PROVIDED PASSAGE.
======
There's no question that Lurie is bursting at the seams. In 2016, the hospital denied 112 transport requests to receive critically ill kids because it didn't have enough beds available, according to Stephenson. Comer and Advocate report the same. "We will have to turn away hundreds of patients this year from our South Campus (in Oak Lawn) due to lack of space," says Matt Robbins, Advocate Children's Hospital's chief strategy officer.
Why Chicago's Lurie is expanding when smaller hospitals are turning away from pediatrics
As the gleam of these mega-hospitals intensifies, smaller hospitals' prospects flounder. Lurie's expansion, which will add 44 intensive care beds and four neonatal intensive care beds to increase the total to 336, comes as 15 area hospitals have reduced or closed pediatric inpatient facilities since 2013.
"This is a broad phenomenon: Small hospitals are having a hard time because they don't have the clout to negotiate high rates, so some are falling by the wayside," says Paul Ginsburg, director of the Center for Health Policy jointly run by the Brookings Institution and the University of Southern California. The result for the consumer, he warns, could be increased costs. "When hospitals don't face competition, it substantially reduces the pressure to operate efficiently."
======
WHAT TO DO.
a: Repeat the part of the Lurie expansion article starting at "Why Chicago's Lurie" and ending at "facilities since 2013.", word for word.
b: Carry on writing the article about Lurie's expansion, picking up right after its last sentence.

(Stored data entries)
======
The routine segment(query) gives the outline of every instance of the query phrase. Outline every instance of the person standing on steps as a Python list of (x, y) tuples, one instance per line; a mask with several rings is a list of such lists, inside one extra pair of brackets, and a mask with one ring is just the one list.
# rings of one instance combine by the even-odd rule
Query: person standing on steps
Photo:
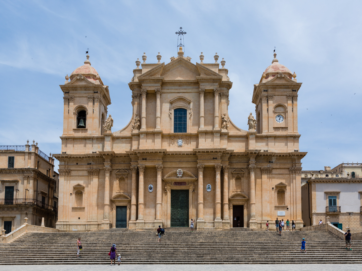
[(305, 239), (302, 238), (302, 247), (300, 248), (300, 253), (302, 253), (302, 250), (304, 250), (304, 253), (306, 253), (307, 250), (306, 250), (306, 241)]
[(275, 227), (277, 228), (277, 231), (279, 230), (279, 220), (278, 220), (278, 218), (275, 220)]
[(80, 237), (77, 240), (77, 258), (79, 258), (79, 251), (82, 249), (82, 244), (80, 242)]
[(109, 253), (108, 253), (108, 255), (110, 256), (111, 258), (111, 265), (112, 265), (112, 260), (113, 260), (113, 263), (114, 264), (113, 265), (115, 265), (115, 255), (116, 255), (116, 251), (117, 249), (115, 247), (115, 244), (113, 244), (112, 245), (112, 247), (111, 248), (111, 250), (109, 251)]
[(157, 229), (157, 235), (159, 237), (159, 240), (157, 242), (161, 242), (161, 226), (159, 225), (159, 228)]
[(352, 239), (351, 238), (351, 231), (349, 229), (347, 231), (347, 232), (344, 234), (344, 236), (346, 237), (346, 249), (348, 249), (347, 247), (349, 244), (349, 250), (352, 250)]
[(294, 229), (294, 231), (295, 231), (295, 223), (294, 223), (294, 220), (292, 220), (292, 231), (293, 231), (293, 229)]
======
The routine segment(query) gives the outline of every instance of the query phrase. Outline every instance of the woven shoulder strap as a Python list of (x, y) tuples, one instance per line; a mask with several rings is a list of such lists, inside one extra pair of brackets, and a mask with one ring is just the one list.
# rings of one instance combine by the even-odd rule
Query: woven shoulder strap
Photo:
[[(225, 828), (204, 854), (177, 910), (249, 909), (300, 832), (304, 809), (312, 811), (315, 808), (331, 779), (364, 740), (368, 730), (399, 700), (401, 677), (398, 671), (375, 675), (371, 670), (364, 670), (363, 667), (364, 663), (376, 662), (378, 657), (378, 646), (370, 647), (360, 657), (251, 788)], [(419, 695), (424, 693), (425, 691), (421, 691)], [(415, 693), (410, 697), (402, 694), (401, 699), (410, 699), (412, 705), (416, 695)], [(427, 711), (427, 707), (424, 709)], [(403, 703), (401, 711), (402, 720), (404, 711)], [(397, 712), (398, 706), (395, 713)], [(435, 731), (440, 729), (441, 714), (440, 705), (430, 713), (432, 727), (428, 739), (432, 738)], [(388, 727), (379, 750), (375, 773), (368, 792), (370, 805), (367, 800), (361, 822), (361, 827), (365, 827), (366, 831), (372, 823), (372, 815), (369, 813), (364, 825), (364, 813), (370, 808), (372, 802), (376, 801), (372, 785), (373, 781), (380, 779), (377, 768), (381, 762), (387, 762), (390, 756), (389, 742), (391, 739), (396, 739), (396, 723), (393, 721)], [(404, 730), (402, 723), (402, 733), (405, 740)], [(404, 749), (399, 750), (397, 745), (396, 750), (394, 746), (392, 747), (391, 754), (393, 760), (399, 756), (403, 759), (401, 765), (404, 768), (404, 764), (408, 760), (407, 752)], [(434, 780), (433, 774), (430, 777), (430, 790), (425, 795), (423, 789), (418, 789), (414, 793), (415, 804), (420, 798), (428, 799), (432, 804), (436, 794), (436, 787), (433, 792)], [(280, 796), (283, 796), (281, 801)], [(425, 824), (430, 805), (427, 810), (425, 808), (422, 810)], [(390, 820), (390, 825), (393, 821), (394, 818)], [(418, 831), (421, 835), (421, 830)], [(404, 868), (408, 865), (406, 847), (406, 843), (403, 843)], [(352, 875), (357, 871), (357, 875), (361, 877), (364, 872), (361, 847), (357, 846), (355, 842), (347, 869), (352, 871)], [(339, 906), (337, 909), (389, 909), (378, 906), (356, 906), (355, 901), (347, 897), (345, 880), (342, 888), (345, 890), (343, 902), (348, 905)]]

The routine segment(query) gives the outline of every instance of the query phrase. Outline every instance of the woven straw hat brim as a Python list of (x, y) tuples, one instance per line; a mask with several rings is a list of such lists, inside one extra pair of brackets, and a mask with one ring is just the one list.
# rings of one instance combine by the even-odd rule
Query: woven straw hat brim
======
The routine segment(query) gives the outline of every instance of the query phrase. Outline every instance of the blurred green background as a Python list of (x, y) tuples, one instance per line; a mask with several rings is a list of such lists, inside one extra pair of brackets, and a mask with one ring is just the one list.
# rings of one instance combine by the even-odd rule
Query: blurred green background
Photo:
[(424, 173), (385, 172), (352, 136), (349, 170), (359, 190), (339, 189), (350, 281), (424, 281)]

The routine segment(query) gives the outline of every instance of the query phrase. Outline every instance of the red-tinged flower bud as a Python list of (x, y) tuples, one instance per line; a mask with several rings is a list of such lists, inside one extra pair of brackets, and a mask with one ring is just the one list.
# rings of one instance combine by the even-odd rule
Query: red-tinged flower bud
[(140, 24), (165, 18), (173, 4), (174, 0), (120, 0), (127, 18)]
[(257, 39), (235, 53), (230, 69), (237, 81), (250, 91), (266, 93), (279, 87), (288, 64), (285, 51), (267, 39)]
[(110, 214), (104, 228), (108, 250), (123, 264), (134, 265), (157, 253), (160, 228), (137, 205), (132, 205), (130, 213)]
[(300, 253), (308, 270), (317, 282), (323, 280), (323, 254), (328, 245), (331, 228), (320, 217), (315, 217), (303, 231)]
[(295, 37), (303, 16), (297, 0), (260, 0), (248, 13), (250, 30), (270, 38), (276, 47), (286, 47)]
======
RESPONSES BY TASK.
a:
Why Chicago's Lurie is expanding when smaller hospitals are turning away from pediatrics
As the gleam of these mega-hospitals intensifies, smaller hospitals' prospects flounder. Lurie's expansion, which will add 44 intensive care beds and four neonatal intensive care beds to increase the total to 336, comes as 15 area hospitals have reduced or closed pediatric inpatient facilities since 2013.

b:
Two decades ago, a child who suffered a severe asthma attack would likely wind up in his local community hospital for a night or two, explains Dr. John Cunningham, chair of pediatrics at University of Chicago. These days, those less-critical cases are handled at outpatient centers and through preventive initiatives such as U of C's new South Side asthma center. And while smaller children's hospitals always shuttled their sickest kids to specialty hospitals, these days, without the less-acute cases to fill their beds, some pediatric wards are empty. From a smaller hospital's point of view, why not convert that space to meet demand for adult inpatient care as aging baby boomers suffer strokes and heart attacks?
The smaller hospitals have struggled, too, to compete with bigger, fancier rivals. Lurie commands 28 percent of the pediatric market share in the Chicago area, according to the most recent numbers available from Fitch Ratings; in 2003, it had 12 percent.